▸ YOUR INSTRUCTIONS: Everything from the line with "the stone tower" to the end of the data should be restated word for word, and nothing before it.

━━━━━━━━━━━━━━━━━━━━━━━━━━━━━━

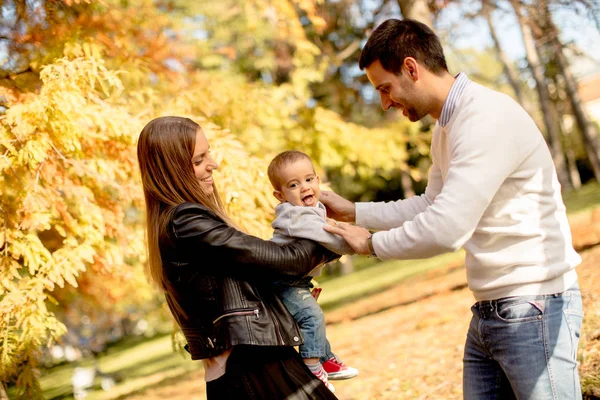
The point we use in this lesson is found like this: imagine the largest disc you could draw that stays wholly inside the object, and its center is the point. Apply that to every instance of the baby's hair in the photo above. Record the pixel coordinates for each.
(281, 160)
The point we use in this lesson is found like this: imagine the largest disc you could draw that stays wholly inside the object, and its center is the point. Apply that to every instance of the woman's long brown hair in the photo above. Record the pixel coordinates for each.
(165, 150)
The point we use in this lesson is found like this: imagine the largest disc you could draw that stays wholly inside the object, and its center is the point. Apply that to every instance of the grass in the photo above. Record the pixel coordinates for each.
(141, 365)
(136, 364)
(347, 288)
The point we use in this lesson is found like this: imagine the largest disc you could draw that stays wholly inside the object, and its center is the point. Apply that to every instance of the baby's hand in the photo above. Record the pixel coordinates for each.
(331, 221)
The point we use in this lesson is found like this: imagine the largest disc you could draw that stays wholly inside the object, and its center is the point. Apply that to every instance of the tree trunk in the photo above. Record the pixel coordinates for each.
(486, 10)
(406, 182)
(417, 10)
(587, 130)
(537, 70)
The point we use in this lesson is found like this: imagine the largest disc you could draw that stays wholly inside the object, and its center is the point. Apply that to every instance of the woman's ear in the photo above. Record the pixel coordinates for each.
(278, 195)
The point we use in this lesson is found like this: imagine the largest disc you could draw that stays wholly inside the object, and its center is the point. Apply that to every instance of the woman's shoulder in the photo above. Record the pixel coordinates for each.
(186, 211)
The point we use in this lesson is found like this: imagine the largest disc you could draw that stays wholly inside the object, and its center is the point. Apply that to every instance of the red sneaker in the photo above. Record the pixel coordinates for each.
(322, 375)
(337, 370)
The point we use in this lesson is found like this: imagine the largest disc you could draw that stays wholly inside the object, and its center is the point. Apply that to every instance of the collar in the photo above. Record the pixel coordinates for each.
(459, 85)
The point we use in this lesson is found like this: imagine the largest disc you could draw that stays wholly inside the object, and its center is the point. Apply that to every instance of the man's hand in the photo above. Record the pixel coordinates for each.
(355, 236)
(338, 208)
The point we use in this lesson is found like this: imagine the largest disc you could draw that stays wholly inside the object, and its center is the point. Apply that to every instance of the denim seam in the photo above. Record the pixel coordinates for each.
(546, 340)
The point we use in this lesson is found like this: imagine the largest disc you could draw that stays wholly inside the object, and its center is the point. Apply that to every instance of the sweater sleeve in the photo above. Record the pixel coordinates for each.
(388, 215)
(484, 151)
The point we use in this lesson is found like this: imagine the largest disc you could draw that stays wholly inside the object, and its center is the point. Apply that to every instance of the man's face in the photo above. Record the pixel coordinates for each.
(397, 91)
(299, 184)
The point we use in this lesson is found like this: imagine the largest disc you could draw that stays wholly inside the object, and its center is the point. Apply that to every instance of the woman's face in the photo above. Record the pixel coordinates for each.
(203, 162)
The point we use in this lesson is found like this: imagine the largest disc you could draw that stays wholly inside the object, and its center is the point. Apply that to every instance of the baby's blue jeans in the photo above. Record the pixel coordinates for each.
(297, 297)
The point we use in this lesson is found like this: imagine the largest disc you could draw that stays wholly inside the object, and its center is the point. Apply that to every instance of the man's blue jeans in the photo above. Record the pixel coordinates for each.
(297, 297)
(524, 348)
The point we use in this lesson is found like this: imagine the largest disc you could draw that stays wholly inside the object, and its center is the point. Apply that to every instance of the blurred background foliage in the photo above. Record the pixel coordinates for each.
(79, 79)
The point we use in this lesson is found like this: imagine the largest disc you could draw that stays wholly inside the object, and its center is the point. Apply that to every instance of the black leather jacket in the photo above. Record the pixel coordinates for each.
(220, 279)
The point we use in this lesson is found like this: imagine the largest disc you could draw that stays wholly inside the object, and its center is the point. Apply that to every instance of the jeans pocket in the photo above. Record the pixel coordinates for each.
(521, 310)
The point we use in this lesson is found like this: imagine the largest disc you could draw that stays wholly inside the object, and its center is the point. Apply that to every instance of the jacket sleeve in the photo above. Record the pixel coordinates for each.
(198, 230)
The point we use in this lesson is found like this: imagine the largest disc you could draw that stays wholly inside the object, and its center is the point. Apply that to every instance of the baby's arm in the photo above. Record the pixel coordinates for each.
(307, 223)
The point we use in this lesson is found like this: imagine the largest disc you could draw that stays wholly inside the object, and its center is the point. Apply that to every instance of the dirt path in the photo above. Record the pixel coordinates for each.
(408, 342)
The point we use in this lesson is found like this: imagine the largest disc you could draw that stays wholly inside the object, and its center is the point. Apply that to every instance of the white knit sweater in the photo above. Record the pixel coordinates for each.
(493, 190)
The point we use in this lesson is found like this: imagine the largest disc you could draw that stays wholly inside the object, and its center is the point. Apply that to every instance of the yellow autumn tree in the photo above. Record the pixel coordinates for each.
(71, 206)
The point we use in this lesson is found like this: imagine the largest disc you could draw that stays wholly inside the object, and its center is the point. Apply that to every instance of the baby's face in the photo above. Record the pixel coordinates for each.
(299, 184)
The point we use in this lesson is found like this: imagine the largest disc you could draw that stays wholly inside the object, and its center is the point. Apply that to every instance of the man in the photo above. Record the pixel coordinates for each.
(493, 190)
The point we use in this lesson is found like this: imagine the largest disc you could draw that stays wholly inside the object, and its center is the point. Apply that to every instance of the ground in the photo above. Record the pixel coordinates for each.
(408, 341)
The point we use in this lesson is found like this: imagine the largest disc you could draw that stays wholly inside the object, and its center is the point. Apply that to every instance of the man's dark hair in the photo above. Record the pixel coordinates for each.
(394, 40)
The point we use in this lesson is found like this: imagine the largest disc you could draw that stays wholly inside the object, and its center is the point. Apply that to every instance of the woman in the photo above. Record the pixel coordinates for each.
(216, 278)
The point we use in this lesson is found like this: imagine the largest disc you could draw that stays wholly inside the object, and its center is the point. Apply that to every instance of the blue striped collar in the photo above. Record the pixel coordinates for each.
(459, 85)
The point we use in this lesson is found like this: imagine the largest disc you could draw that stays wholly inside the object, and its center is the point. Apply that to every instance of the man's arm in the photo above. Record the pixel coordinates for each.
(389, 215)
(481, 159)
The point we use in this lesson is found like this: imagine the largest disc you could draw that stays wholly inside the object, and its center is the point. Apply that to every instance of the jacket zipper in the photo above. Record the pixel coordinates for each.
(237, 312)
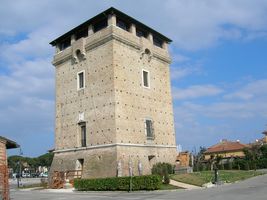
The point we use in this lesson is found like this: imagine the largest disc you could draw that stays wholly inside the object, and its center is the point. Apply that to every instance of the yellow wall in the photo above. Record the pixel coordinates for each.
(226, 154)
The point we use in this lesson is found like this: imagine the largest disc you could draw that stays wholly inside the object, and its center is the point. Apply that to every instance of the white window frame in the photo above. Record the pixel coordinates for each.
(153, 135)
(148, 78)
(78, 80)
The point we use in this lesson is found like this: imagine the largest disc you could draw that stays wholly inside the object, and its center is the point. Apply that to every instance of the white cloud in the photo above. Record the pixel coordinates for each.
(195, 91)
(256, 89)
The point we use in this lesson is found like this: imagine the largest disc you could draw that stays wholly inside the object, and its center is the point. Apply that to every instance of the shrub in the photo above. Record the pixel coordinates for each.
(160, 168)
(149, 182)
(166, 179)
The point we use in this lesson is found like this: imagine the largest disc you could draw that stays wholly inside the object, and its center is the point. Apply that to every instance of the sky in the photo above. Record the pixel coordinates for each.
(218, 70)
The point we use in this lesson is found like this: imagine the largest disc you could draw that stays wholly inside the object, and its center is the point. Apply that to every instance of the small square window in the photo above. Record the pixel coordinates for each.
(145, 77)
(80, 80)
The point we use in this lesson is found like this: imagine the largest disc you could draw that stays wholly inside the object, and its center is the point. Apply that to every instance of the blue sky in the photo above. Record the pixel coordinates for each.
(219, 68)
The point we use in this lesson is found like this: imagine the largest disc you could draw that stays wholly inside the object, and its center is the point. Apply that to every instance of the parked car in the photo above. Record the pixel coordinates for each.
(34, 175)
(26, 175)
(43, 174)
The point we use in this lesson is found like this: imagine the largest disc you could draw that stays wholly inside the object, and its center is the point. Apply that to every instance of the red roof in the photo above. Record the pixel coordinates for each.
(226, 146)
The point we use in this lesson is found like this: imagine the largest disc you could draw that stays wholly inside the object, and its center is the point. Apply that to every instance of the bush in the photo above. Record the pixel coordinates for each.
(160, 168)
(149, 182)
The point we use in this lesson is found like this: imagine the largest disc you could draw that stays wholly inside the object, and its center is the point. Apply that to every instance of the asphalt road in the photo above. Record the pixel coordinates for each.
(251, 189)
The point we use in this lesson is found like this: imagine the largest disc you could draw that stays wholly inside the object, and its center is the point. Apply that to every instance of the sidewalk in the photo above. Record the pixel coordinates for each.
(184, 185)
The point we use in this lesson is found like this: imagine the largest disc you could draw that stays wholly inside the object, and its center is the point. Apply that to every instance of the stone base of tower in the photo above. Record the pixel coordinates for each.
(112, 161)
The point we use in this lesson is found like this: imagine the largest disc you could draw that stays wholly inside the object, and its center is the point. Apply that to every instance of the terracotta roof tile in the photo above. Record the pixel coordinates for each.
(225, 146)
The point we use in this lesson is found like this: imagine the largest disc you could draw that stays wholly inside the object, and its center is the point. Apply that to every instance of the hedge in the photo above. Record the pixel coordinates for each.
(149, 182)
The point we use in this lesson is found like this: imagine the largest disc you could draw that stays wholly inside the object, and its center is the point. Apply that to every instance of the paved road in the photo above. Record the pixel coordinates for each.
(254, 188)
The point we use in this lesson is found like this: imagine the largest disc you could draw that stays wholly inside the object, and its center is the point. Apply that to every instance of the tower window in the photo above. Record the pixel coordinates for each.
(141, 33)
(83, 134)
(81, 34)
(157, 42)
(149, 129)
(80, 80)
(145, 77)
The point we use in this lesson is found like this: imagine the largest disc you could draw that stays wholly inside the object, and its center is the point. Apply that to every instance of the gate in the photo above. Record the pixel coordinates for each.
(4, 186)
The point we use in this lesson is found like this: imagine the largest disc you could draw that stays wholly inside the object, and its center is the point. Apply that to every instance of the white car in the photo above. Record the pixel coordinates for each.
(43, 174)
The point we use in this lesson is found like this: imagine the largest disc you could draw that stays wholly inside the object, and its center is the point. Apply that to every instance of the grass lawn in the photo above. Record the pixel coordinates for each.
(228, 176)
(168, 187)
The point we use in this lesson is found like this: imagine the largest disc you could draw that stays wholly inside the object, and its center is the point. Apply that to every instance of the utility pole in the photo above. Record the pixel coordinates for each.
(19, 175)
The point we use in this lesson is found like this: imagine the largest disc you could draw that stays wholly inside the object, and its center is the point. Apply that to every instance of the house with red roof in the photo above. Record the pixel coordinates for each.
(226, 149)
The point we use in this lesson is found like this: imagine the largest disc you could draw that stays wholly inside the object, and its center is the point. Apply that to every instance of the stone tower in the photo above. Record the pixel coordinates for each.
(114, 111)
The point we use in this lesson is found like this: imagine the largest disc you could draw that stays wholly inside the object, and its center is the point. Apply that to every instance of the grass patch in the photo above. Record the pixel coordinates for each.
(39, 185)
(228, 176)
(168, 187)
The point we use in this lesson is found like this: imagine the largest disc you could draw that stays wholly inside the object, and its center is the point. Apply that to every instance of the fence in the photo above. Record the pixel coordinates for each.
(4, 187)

━━━━━━━━━━━━━━━━━━━━━━━━━━━━━━

▸ THE OUTPUT:
The point we use in this lesson is found like this: imagine the largest disc you could draw that stays wholly inside the object, and its center is the point. Apply that to every instance of the stone tower in the photo above. Record the pixel coordinates for each.
(114, 111)
The point we use in this lesson is found like this: imagine the largest disc you could draw that stays wholly inside the object, and its center is the point. Apply that to every instance of the grass patch in the photo above. Record the pixel coordinates for each.
(39, 185)
(228, 176)
(168, 187)
The point we use in this lesson is found like this: imagine the largest disc you could draw that stays wholly inside the object, and its center is the point. Apply that to every instance of the fence in the photo above. Record the pixel coordinates for each.
(4, 187)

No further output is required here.